## Description of the task
Reproduce each of the records below verbatim, omitting the images.

============

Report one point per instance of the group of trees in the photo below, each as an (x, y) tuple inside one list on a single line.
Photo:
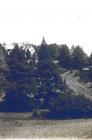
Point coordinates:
[(32, 81)]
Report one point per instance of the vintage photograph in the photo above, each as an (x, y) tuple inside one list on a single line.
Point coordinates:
[(46, 69)]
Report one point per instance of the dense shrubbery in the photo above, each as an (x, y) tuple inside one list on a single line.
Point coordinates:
[(32, 81)]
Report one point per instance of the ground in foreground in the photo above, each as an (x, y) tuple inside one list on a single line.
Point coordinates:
[(19, 125)]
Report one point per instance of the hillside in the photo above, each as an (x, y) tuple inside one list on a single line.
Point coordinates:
[(74, 84)]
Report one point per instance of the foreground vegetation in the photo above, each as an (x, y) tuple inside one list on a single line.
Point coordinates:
[(33, 81), (19, 125)]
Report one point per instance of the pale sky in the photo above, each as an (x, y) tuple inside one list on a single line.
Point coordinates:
[(59, 21)]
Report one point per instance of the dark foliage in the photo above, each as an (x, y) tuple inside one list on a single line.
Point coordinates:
[(34, 82)]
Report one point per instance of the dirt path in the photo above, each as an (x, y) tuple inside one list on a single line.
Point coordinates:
[(73, 83)]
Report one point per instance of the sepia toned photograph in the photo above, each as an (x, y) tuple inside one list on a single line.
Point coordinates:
[(46, 69)]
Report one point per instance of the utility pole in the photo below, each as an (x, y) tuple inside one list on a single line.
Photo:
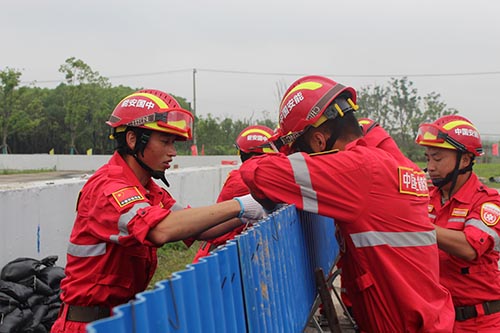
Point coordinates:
[(194, 104)]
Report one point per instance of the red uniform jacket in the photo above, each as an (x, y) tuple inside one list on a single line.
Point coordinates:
[(475, 210), (233, 187), (109, 259), (379, 202)]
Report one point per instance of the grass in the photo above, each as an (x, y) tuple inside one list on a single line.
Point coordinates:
[(173, 257)]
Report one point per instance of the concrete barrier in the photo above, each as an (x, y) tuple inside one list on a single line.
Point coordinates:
[(36, 218)]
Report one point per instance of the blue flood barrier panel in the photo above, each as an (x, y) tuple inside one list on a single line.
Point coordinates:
[(263, 281), (216, 300), (191, 309), (204, 296)]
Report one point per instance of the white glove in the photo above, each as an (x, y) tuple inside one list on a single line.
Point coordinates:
[(250, 209)]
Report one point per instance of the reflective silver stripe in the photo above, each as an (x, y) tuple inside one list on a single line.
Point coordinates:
[(125, 219), (394, 239), (87, 250), (483, 227), (303, 179), (457, 219), (177, 206)]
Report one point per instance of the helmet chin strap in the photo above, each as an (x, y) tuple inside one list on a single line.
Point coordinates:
[(156, 174), (452, 176), (139, 148)]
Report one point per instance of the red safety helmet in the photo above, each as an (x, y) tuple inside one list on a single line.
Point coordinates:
[(154, 110), (255, 139), (307, 103), (367, 124), (451, 132)]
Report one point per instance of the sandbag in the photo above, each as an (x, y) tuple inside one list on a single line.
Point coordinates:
[(38, 286), (20, 268), (52, 276), (18, 291)]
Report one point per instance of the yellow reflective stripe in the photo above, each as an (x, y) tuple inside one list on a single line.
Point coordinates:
[(394, 239), (85, 251), (456, 123), (303, 179), (306, 86), (256, 130), (156, 99)]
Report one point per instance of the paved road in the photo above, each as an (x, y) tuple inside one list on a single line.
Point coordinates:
[(40, 176)]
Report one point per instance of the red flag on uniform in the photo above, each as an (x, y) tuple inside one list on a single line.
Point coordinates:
[(194, 150)]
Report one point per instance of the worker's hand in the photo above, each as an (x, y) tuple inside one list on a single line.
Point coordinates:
[(250, 209)]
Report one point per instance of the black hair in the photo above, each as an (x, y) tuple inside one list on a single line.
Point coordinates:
[(245, 156)]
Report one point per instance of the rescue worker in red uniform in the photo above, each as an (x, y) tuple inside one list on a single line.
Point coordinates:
[(466, 214), (252, 141), (390, 263), (123, 215)]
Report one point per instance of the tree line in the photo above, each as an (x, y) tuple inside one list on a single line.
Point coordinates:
[(71, 117)]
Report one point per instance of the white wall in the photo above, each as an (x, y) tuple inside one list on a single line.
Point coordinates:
[(93, 162), (36, 218)]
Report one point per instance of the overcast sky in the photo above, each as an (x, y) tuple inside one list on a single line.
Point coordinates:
[(245, 50)]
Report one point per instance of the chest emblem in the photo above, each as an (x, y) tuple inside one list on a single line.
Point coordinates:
[(412, 182), (430, 208), (127, 195), (490, 214), (461, 212)]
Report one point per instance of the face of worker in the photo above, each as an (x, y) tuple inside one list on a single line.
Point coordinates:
[(441, 161), (159, 151), (313, 141)]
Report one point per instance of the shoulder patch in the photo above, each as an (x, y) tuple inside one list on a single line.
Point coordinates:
[(127, 195), (462, 212), (490, 213), (412, 182)]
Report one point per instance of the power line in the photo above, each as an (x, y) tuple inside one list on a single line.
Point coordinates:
[(288, 74), (356, 75)]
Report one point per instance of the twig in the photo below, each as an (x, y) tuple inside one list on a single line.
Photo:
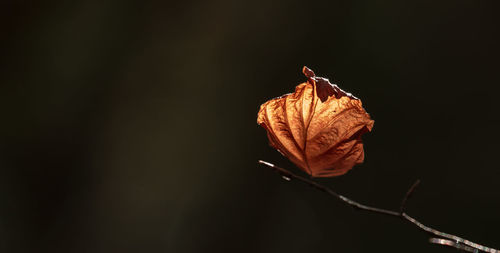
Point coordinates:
[(444, 238)]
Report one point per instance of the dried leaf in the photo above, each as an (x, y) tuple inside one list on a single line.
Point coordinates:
[(318, 127)]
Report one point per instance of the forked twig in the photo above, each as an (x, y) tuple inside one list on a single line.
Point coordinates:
[(442, 238)]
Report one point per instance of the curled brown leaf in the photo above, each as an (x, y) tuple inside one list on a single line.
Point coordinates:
[(318, 127)]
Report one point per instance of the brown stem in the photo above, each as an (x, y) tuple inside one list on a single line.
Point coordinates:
[(450, 240)]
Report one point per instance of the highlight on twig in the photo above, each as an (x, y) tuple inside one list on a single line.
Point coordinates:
[(441, 237)]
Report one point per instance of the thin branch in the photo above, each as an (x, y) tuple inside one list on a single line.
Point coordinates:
[(408, 195), (458, 242)]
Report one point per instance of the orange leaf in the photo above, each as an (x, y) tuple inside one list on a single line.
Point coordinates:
[(318, 127)]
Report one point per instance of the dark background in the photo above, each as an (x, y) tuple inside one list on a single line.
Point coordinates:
[(130, 126)]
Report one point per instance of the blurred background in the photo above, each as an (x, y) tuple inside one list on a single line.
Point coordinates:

============

## Output of the exercise
Report one point per instance of the group of trees in the photo below, each as an (x, y) tuple inside one list on a single line.
Photo:
Point coordinates:
[(32, 81)]
Report one point per instance of the vintage photograph in the photo above, each as an (x, y) tuple inside one list on a single line.
Point coordinates:
[(46, 69)]
Report one point per instance of the dense shrubbery in the photo above, each as an (x, y) tuple inside one list on a single line.
Point coordinates:
[(32, 81)]
Report one point per instance of the ground in foreground in the photo above, each as an (x, y) tuple inside one list on a single line.
Point coordinates:
[(19, 125)]
Report one point per instance of the hillside in the photo above, each as an (x, y) tuple inside one list on a single line.
Point coordinates:
[(74, 84)]
Report one point per instance of the foreground vegetation in the photo above, each as an (x, y) tuple inside one list on a single line.
Point coordinates:
[(33, 81), (19, 125)]
Report one point per instance of the pale sky in the photo above, each as an (x, y) tuple inside one list on a single line.
Point coordinates:
[(59, 21)]
Report one point per instance of the dark foliage in the photo above, each as an (x, y) tuple inside one list on a single line.
Point coordinates:
[(34, 82)]
Report one point per instance of the dirt path in the photo above, each as an (x, y) tuple inside one list on a single line.
Point coordinates:
[(73, 83)]
Report one point per instance of the sepia toned photograph in the photo above, each as an (x, y) tuple inside one list on a single line.
Point coordinates:
[(46, 69)]
Report one point per instance of the utility pole in the photo below, each as an (x, y) tuple inside one list on a single line.
Photo:
Point coordinates:
[(194, 104)]
Report one point per instance of the red uniform jacket in the photo above, each as an (x, y) tuple inside one list on a single line.
Point coordinates:
[(475, 210), (233, 187), (109, 259), (379, 202)]
Report one point per instance of the grass in the photo above, each as an (x, y) tuple inside one list on a single line.
Point coordinates:
[(173, 257)]
Report one point per instance of the concrete barrier in the photo above, each as an (x, y) tuple inside one list on a single line.
Point coordinates:
[(36, 218)]
Report one point per instance of the blue flood barrier panel in the photo above, each as an (x, y) tuple inside one list on a single line.
Point coordinates:
[(263, 281), (216, 300), (191, 309), (204, 296)]
Report one point per instance of the white glove in the photo above, each as an (x, y) tuple inside one list on a single line.
Point coordinates:
[(250, 209)]
Report one point per instance of the reflective silver stripe in the photo above, each as an (x, y) tuple inside one list on a single line.
Point coordinates:
[(125, 219), (394, 239), (87, 250), (483, 227), (303, 179), (457, 219), (177, 206)]
Report one point per instance of the helmet chin strap in the photo above, each as an (x, y) tuple inside one list on a single line.
Point coordinates:
[(156, 174), (452, 176), (139, 148)]
Report one point per instance of the red safety helmet in the photo above, each as an (x, y) tuple inside one list on a single line.
Point coordinates:
[(154, 110), (255, 139), (307, 103), (367, 124), (451, 132)]
Report one point per instance of the sandbag in the photo above, each as an (x, y) tuple inside one list on a single line.
Point coordinates:
[(38, 286), (20, 268), (52, 276), (18, 291)]
Report one point per instance of the yellow reflective stripe in the photo above, each as an (x, y) tuple inside one list on a single line.
Point coordinates:
[(394, 239), (85, 251), (456, 123), (303, 179), (306, 86), (256, 130), (156, 99)]
Report one point per instance of the paved road in the photo above, each as an (x, y) tuple inside one list on a single line.
Point coordinates:
[(40, 176)]
Report one point per instance of the red flag on uniform in the photo above, each as an (x, y) tuple inside one list on a single line.
Point coordinates:
[(194, 150)]
Report one point per instance of the worker's hand in the photo above, each as an (x, y) tuple inside one list on a single line.
Point coordinates:
[(250, 209)]
Report one point per instance of the black hair in the photo above, each as an (x, y) tuple inside one list on a single line.
Point coordinates:
[(245, 156)]
Report one point per instance of the rescue worker in red uniform in the photo above, each as an (x, y) tuple inside one list on a single line.
Point coordinates:
[(466, 214), (252, 141), (390, 263), (123, 215)]
Report one point per instance of the tree line in the photo above, each as an (x, y) tuple inside one list on a single line.
Point coordinates:
[(71, 117)]
Report one point per instance of the white wall in the photo above, each as an (x, y) tuple inside one list on a single line.
Point coordinates:
[(93, 162), (36, 218)]
Report one point per instance of the overcast sky in the photo above, each as an (x, y) tuple inside one list on a single line.
Point coordinates:
[(245, 50)]
Report one point per instance of the chest emblem in the photo above, each as an (x, y) tuple inside one list on a single line.
Point coordinates:
[(412, 182), (430, 208), (127, 195), (490, 214), (461, 212)]
Report one point per instance of the face of worker in the photo above, each as an (x, y) tuple inside one list on a single line.
Point coordinates:
[(441, 161), (159, 151), (313, 141)]
Report one point per instance of the shoulder patch in the photo above, each as an (x, y) tuple inside one list on a single line.
Point coordinates:
[(127, 195), (462, 212), (490, 213), (412, 182)]
Report one point per instance of the power line in the photo above, each as an (x, y) tuple inside one list on a single line.
Point coordinates:
[(288, 74), (356, 75)]
Report one point per instance of the twig in the photo below, each as an (x, y) tuple inside one list on a single line.
Photo:
Point coordinates:
[(444, 238)]
Report one point per instance of the dried leaf in the photo above, each as an (x, y) tuple inside one list on a single line.
Point coordinates:
[(318, 127)]
Report one point per instance of the forked twig in the photo above, each as an (x, y) tuple inside one list on a single line.
Point coordinates:
[(442, 238)]
Report one point per instance of the curled brown leaf in the photo above, each as an (x, y) tuple inside one list on a single line.
Point coordinates:
[(318, 127)]
Report one point per instance of the brown stem in the photo above, each as an (x, y) tuple inside one list on a single line.
Point coordinates:
[(450, 240)]
Report one point per instance of the highlight on twig in the photo above, each as an (x, y) tuple inside one list on a single line.
Point coordinates:
[(441, 237)]
Report one point per instance of the thin branch in the photo above, each as an (x, y) tuple inside one list on a single line.
Point coordinates:
[(408, 195), (458, 242)]
Report one point per instance of the orange leaf in the photo above, each as an (x, y) tuple inside one list on a single line.
Point coordinates:
[(318, 127)]
Report one point per instance of the dark background in the photo above, each as an (x, y) tuple inside one list on a single line.
Point coordinates:
[(130, 126)]
Report one point per instance of the blurred background in the photo above, each as an (x, y) tuple inside one list on a single line.
Point coordinates:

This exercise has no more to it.